## A fazer
Conte quantas das linhas abaixo contêm a palavra "desert", levando em conta maiúsculas e minúsculas. Responda somente com o número.

## Linhas fornecidas
########

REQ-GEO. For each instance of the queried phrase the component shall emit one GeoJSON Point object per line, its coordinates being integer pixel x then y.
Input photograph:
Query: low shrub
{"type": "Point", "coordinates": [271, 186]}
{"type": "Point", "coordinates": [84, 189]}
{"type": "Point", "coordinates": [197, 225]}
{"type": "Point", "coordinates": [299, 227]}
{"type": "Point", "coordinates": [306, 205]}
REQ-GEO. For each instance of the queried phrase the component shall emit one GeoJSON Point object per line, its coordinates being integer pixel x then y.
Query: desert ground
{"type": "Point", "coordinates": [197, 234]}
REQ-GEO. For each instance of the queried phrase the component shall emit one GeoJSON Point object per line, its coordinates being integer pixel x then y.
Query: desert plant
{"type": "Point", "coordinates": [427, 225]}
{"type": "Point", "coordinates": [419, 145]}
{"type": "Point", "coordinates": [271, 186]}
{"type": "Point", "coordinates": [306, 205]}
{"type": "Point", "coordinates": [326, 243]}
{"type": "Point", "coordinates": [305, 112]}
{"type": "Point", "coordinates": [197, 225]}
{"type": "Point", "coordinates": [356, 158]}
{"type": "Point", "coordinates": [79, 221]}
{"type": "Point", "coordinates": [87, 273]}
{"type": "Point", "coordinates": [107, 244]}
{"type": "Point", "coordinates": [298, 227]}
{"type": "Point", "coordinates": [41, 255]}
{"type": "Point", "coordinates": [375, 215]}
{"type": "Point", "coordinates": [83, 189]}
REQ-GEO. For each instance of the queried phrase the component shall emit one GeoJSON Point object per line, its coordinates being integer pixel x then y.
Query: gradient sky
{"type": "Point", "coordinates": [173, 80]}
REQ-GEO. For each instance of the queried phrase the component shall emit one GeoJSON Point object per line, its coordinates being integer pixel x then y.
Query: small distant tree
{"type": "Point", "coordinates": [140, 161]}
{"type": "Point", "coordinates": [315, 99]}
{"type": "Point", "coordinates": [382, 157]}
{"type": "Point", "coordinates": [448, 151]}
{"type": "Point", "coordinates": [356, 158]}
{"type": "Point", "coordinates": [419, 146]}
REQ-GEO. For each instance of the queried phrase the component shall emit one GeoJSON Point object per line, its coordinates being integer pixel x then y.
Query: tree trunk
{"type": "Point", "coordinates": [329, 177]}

########

## Resultado da tarefa
2